◆ **WHAT YOU WILL DO**: Please copy out the lines below word for word, leaving out the pictures.

+++ INPUT FOR THIS TASK +++

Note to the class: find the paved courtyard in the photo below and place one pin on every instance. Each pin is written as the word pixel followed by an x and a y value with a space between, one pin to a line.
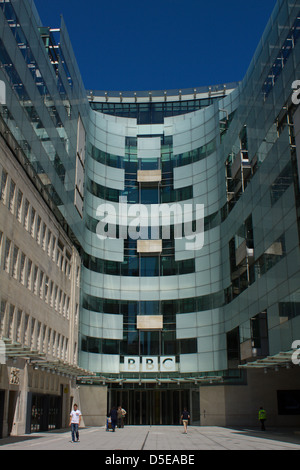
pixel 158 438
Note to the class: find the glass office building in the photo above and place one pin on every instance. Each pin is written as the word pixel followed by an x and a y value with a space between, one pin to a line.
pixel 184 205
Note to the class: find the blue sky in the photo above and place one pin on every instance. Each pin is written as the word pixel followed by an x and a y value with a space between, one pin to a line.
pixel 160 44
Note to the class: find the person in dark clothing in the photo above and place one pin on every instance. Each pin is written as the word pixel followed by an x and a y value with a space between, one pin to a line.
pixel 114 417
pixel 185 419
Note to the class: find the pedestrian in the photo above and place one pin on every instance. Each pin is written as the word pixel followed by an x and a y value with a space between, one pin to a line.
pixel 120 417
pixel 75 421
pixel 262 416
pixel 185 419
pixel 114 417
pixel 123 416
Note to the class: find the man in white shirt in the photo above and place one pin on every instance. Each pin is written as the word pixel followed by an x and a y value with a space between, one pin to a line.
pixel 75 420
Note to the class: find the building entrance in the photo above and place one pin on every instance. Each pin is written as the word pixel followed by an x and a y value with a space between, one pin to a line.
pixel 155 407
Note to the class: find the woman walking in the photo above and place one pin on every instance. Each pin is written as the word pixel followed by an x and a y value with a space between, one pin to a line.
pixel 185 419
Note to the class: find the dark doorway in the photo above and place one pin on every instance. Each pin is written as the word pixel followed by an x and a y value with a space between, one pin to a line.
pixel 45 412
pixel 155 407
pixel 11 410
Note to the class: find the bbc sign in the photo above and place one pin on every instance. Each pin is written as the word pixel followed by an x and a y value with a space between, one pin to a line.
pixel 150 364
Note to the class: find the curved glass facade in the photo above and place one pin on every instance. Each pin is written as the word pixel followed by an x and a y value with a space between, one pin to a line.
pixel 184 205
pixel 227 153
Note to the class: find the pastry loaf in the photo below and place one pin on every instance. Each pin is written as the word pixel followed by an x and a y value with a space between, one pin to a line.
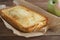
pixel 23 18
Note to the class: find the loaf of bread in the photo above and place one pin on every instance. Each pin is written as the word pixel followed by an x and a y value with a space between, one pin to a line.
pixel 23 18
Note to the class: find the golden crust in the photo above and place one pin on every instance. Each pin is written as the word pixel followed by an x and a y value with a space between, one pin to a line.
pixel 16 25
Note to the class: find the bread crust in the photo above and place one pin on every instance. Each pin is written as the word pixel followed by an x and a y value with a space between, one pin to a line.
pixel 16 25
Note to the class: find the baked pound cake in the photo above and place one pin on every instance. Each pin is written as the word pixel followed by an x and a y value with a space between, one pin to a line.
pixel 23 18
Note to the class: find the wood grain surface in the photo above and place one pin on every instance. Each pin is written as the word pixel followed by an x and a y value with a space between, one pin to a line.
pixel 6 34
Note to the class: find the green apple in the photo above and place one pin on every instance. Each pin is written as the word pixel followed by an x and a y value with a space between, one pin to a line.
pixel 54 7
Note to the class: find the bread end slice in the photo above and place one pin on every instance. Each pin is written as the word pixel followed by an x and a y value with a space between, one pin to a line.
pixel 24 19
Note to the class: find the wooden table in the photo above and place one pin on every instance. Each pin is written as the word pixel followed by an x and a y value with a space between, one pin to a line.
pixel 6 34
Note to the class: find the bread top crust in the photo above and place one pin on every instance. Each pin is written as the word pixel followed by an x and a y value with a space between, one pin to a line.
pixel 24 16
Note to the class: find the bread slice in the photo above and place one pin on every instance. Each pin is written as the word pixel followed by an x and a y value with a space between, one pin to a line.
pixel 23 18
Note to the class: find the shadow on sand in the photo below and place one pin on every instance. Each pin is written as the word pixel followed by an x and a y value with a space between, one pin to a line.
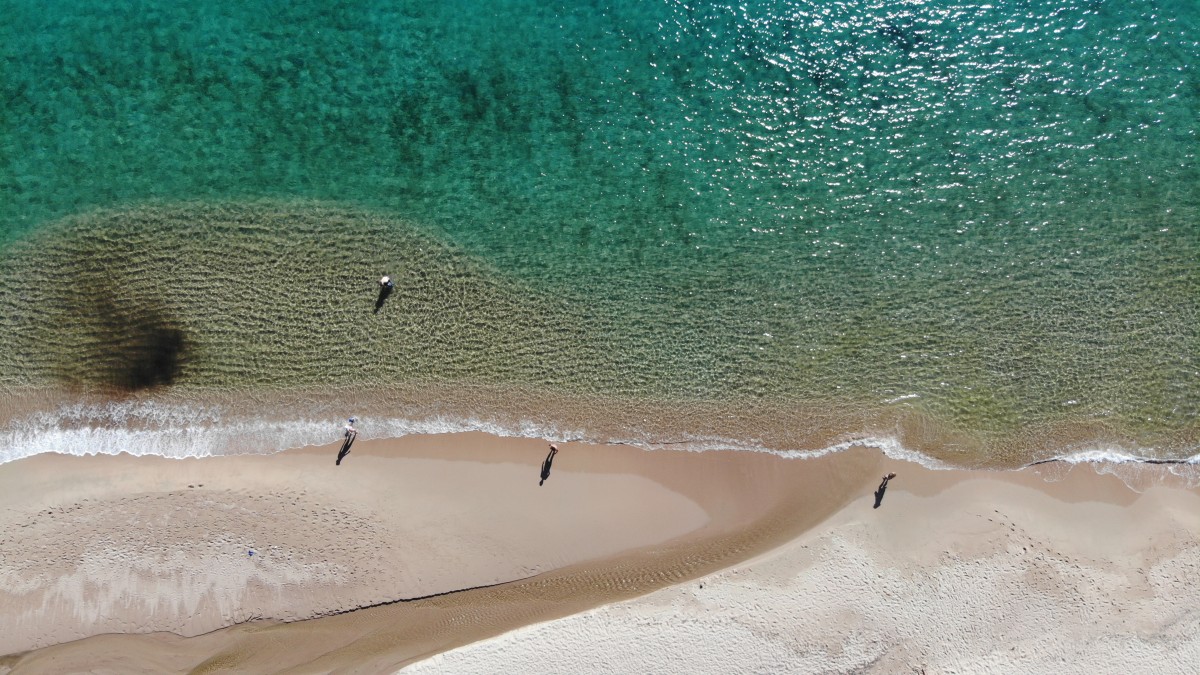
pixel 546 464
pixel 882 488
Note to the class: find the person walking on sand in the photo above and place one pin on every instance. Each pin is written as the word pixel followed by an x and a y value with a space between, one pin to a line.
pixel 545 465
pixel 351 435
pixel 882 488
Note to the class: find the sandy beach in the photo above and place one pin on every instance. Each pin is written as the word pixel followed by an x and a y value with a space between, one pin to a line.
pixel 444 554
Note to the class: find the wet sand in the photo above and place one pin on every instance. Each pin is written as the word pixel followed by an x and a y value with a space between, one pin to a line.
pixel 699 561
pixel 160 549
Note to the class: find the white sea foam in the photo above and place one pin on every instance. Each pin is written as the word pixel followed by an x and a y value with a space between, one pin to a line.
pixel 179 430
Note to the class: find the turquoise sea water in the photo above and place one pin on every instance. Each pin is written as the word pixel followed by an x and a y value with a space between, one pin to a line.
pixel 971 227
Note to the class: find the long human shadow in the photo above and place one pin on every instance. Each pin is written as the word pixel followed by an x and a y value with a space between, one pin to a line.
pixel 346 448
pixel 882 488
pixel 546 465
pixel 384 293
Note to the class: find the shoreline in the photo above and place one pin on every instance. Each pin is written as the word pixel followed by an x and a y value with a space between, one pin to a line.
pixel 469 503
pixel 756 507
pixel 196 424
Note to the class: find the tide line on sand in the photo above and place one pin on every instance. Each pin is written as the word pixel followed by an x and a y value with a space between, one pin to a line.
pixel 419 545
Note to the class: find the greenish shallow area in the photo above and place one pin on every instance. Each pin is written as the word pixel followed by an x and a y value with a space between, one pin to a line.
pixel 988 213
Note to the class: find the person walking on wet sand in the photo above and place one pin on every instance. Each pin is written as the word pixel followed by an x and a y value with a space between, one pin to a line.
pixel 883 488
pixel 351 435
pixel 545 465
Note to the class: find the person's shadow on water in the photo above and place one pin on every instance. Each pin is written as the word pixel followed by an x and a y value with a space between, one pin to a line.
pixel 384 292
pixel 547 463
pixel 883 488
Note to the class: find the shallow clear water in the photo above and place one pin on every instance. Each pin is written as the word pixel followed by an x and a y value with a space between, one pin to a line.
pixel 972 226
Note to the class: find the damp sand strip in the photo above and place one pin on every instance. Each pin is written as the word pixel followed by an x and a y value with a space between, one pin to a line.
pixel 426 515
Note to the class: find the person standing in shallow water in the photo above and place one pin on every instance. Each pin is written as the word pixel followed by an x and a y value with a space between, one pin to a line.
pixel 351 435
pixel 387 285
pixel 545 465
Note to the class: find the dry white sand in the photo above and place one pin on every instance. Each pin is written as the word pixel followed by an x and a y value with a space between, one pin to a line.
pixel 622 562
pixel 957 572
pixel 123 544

+++

◆ **IN RESPONSE**:
Note to the class: find the paved courtyard in the photo below and place one pin on every instance. Each pin is written as the word pixel followed by an x and a y value with a space between, one pin to a line.
pixel 158 438
Note to the class: find the glass office building in the photo above and place one pin on every instance. Each pin is written as the word pixel followed by an x and a y value with a space between, one pin to a line.
pixel 184 205
Note to the class: find the blue sky in the photo above and place one pin on every instance. Each pin is written as the word pixel followed by an x and a y value with a space between, one pin to a line.
pixel 160 44
Note to the class: find the person in dark clothing in the photo above and place one pin on every instance. Each pin is written as the word pixel followed by an x and a y value with a space between, one pin to a line.
pixel 114 417
pixel 185 419
Note to the class: find the pedestrian in the photo above and place one pin on every instance. Each pin is written as the word pixel followed by an x and a y value with a space between, one pin to a line.
pixel 120 417
pixel 75 421
pixel 262 416
pixel 185 419
pixel 114 417
pixel 123 416
Note to the class: find the man in white shirt in the photo above and place one pin on every instance. Each pin is written as the word pixel followed by an x and a y value with a space between, one pin to a line.
pixel 75 420
Note to the class: find the building entrance in the photo above and place one pin on every instance. Each pin is written as the word pixel followed by an x and a y value with a space between, one pin to a line.
pixel 155 407
Note to the class: find the woman walking in the photo above and place one pin on every instance. Each pin is written as the word pixel followed by an x and a y value with a space between, one pin to a line.
pixel 185 419
Note to the class: find the dark doorway in the photo above and place one pin on every instance. Each pin is written as the word pixel followed by an x and a y value with a space between, one pin to a line.
pixel 45 412
pixel 155 407
pixel 11 410
Note to the class: find the bbc sign in the photo above and place one pin on every instance. Each pin is written as the word pixel followed by an x and a y value with a space between, one pin to a line.
pixel 150 364
Note to the class: find the curved glass facade in the photo above and place one pin on every instance. Each pin is written as the word pixel followed by an x and a y value with a space between, one pin to a line.
pixel 184 205
pixel 227 153
Note to the class: find the pastry loaf in the photo below and place one pin on every instance. Each pin is written as the word pixel followed by an x and a y value with a space between, one pin to a line.
pixel 23 18
Note to the class: find the loaf of bread in the photo above and place one pin on every instance. Each pin is written as the word pixel followed by an x and a y value with a space between, one pin to a line.
pixel 23 18
Note to the class: find the golden crust in the photo above and place one pin on every instance. Each pin is written as the word pixel followed by an x and a y value with a space between, one pin to a line.
pixel 16 25
Note to the class: find the bread crust in the photo above and place one pin on every instance. Each pin is written as the word pixel followed by an x and a y value with a space between, one pin to a line.
pixel 16 25
Note to the class: find the baked pound cake in the photo above and place one pin on every instance. Each pin is written as the word pixel followed by an x and a y value with a space between, one pin to a line.
pixel 23 18
Note to the class: find the wood grain surface in the photo above and place one pin on every instance. Each pin is written as the word pixel followed by an x and a y value with a space between, one pin to a line.
pixel 6 34
Note to the class: find the green apple in the photo above and place one pin on every instance. Each pin is written as the word pixel followed by an x and a y value with a space between, one pin to a line.
pixel 54 7
Note to the class: find the bread end slice in the photo above and place one pin on every instance. Each pin is written as the word pixel followed by an x and a y value with a space between, one pin to a line.
pixel 24 19
Note to the class: find the wooden table in the photo above and place one pin on every instance. Each pin is written as the word pixel followed by an x and a y value with a space between, one pin to a line.
pixel 6 34
Note to the class: find the bread top crust in the photo above and place one pin on every instance. Each pin is written as the word pixel followed by an x and a y value with a space between, one pin to a line.
pixel 24 16
Note to the class: find the bread slice in the photo above and place one pin on every instance. Each pin is written as the word pixel followed by an x and a y value with a space between, one pin to a line.
pixel 23 18
Note to the class: find the shadow on sand in the photo below and place one pin on every instance. Each pin is written as the word pixel followed by an x and a y value with a space between, one pin to a line.
pixel 546 464
pixel 882 488
Note to the class: find the person walking on sand in the photo above and place one pin on every instance. Each pin is written as the word pixel followed by an x and a y value with a space between, one pin to a line.
pixel 545 465
pixel 351 435
pixel 882 488
Note to the class: find the sandy beach in the photo above and place one pin on every instance. Each pin is written as the word pixel followed by an x and a y value with a space between, one pin to a line.
pixel 444 554
Note to the class: find the wet sand in the photo above and place one pin on every instance. Each pin is written as the word pixel followed by an x and a y value with a space between, one pin to a line.
pixel 699 561
pixel 160 549
Note to the class: find the white sea foam in the photo above and place one pin on every instance. Each pin is written as the word pixel followed by an x and a y value with a space between, one pin to a line.
pixel 179 430
Note to the class: find the turquoise sea water in the photo above and place one pin on every instance. Each pin is written as the word pixel followed by an x and a y value with a space between, one pin to a line.
pixel 971 227
Note to the class: find the long human shadow in the photo above and place one pin on every instance. Each pin is written as the word pixel followed by an x and a y value with a space between, one pin to a line.
pixel 346 448
pixel 882 488
pixel 546 465
pixel 384 293
Note to the class: find the shoreline in the photo above and place one pin on every instance. Each pin is written as the word pixel followed by an x and a y value with a space between, one pin to a line.
pixel 469 503
pixel 756 507
pixel 196 424
Note to the class: find the tide line on sand in the photo above and place one pin on every instance. Each pin is written as the word pixel followed by an x and a y value with a space between, one pin to a line.
pixel 419 545
Note to the class: find the greenish shallow area in the photo above and place one pin on every instance. Each pin is written as the word pixel followed by an x and a y value with a space between, one pin to a line.
pixel 988 213
Note to the class: find the person walking on wet sand in the photo above and place one pin on every instance. Each pin is written as the word pixel followed by an x and a y value with a space between, one pin to a line.
pixel 883 488
pixel 351 435
pixel 545 465
Note to the class: find the person's shadow on water in the photo above and place one pin on every instance. Each pin is written as the word pixel followed by an x and a y value with a space between, one pin to a line.
pixel 384 292
pixel 547 463
pixel 883 488
Note to the class: find the shallow clear water in the photo above and place one pin on every instance. Each pin is written as the word pixel followed by an x and a y value with a space between, one pin to a line.
pixel 972 226
Note to the class: find the damp sand strip in the photo above and place one pin on every instance. Each pin is written as the word pixel followed by an x and a y value with a space between, one pin to a line.
pixel 426 515
Note to the class: find the person standing in shallow water in the photo above and place one pin on every instance. Each pin is written as the word pixel followed by an x and a y value with a space between, one pin to a line.
pixel 351 435
pixel 387 285
pixel 545 465
Note to the class: find the dry white sand in the photo above and place one pin on every instance. Each pin is written as the word pixel followed by an x and a y value with a space between, one pin to a line.
pixel 622 562
pixel 957 572
pixel 123 544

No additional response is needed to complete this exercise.